--- Excerpted data ---

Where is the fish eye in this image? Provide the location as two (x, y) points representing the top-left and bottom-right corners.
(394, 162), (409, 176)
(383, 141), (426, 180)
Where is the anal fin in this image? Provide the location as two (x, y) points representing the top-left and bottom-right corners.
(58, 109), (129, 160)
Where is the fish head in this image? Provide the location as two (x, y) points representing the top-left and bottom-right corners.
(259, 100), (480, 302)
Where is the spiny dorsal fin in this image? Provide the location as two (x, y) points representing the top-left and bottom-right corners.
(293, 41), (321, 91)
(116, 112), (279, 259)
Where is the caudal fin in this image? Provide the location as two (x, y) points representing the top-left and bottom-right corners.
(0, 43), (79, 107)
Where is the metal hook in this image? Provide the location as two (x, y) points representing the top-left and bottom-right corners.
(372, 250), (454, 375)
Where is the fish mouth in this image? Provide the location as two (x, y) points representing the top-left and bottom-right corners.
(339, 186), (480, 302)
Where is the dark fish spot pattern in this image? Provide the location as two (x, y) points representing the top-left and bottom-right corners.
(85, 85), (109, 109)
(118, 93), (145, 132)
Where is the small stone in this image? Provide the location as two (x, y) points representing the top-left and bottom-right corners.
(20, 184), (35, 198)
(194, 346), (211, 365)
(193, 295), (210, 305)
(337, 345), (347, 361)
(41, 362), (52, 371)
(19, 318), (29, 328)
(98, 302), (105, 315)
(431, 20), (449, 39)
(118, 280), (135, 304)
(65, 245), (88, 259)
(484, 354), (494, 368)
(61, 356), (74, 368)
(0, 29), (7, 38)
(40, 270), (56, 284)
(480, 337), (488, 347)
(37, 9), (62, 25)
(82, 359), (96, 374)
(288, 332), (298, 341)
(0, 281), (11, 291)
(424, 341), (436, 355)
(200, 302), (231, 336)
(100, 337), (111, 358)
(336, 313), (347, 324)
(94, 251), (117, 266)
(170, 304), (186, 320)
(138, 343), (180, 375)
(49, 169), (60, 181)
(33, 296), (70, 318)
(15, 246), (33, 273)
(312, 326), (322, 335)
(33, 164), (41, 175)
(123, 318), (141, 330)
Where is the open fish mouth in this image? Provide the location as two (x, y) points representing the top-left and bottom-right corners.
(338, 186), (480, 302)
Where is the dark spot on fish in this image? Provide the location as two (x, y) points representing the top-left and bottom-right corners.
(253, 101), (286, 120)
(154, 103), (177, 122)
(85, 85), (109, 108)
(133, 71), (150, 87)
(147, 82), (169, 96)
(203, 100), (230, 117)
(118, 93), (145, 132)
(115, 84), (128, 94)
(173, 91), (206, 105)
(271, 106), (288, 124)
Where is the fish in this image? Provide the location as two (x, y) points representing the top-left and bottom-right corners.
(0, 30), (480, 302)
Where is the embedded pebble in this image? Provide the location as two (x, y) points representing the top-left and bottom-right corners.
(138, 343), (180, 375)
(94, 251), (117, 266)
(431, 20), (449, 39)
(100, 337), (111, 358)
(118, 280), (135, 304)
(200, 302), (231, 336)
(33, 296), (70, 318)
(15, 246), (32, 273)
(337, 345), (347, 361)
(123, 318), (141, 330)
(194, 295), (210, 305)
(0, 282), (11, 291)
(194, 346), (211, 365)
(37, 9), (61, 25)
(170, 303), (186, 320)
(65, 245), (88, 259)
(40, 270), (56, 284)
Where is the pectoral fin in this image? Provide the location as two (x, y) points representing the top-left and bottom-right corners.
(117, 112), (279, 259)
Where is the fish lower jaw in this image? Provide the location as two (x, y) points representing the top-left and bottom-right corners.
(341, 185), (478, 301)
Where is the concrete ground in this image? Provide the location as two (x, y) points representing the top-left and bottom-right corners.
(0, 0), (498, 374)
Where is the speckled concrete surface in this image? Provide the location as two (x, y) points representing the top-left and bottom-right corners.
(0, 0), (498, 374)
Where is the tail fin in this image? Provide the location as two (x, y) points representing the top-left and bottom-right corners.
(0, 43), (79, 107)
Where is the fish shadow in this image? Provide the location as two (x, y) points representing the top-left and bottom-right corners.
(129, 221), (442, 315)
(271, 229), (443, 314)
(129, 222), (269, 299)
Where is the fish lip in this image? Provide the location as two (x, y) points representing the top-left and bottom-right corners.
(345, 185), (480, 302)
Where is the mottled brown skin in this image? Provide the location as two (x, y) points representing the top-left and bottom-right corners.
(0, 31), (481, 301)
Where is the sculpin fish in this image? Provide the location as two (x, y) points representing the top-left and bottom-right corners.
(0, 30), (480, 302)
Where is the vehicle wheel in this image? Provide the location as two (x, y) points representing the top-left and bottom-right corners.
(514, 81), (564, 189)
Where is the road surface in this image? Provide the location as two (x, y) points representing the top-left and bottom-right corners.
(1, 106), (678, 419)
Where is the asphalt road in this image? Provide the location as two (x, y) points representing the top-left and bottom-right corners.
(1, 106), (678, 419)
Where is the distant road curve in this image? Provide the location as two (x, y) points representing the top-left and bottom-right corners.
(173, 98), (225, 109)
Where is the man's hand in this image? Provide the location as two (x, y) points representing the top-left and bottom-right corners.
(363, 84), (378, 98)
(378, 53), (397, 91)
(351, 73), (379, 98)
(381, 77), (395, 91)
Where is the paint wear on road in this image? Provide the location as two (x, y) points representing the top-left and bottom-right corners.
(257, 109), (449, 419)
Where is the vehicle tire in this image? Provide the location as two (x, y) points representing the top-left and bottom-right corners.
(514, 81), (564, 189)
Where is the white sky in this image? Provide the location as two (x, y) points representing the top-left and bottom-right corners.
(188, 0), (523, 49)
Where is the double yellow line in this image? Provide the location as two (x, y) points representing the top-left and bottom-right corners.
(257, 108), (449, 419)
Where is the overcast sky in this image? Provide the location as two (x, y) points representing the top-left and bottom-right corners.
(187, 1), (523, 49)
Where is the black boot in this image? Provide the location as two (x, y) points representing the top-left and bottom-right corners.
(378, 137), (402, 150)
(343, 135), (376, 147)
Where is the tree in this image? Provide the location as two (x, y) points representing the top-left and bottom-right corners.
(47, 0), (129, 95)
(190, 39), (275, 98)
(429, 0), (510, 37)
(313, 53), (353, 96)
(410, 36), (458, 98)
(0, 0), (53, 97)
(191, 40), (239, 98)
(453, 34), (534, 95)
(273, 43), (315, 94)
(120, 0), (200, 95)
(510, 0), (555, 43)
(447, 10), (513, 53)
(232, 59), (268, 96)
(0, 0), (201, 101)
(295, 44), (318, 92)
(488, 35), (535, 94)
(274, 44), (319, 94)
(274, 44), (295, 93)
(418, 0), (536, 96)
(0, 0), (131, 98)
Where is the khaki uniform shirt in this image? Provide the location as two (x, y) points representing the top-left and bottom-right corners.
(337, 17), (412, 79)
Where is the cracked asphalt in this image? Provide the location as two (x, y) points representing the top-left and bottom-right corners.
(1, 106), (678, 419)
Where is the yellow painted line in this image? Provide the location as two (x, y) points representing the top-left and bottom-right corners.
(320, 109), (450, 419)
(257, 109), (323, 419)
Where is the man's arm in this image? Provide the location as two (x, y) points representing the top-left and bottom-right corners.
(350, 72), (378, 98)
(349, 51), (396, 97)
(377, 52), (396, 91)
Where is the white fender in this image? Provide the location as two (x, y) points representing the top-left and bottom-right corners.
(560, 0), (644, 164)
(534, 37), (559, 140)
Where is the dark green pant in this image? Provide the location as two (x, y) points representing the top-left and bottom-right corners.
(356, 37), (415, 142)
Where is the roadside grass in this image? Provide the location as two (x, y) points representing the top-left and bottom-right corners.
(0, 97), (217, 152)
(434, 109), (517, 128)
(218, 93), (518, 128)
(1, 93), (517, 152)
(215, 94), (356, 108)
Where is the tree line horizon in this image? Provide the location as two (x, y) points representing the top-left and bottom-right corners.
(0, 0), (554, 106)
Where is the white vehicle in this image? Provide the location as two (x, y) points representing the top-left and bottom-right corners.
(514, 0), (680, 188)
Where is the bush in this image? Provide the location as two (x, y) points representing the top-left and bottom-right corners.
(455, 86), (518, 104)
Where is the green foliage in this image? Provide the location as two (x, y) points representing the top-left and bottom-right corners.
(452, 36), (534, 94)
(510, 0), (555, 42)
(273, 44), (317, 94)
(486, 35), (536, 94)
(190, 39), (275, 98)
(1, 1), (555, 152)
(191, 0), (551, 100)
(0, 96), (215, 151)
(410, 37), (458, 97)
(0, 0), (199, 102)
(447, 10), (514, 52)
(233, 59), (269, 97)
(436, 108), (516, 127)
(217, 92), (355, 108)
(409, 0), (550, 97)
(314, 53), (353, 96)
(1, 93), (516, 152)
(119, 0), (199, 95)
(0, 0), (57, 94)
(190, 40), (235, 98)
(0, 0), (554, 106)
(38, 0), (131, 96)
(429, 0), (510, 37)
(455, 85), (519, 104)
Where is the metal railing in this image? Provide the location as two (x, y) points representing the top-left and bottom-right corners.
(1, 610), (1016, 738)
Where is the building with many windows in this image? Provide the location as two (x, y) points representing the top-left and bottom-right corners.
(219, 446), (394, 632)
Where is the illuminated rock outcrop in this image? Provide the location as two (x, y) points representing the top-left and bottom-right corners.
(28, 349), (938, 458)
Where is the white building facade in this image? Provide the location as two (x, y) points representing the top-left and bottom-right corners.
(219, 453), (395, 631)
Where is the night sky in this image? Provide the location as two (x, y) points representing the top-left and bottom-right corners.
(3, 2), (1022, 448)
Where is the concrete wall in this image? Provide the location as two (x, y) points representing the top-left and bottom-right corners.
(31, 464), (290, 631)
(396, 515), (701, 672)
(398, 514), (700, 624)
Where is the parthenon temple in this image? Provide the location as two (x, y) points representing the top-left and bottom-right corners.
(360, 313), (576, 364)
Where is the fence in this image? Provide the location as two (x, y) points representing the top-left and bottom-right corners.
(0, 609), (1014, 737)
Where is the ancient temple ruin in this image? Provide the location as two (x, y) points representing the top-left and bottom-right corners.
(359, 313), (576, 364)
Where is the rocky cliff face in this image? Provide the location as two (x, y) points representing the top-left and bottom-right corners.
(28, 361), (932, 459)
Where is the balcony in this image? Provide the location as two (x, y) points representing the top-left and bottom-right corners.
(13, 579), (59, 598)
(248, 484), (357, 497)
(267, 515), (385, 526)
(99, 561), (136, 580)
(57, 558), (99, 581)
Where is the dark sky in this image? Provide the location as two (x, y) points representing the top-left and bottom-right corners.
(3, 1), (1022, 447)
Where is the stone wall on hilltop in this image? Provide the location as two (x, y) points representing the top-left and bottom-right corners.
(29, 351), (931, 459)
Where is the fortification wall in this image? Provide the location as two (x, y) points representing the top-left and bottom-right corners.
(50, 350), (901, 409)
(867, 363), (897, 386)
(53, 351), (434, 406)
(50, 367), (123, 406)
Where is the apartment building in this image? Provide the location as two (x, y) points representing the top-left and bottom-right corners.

--- Exercise ---
Extract every line from the one containing "Where is the dark sky" to the end of the entries, including both of those lines, exactly as given and with nothing added.

--- Response for this exercise ---
Where is the dark sky in this image? Provide the location as two (x, y) points representing the top-left and bottom-right corners.
(3, 1), (1022, 447)
Where is the stone wall on hilltop in this image? Provide the location as two (x, y) points representing the top-left and bottom-right corners.
(29, 351), (931, 459)
Where is the fortification wall in this image? Provide the location as two (x, y) points representing the top-left and bottom-right corners.
(50, 350), (901, 409)
(867, 363), (897, 386)
(53, 351), (434, 406)
(50, 367), (123, 406)
Where is the apartment building in this image? Provide the location as two (x, y) points representing the top-left and bottom-right corners.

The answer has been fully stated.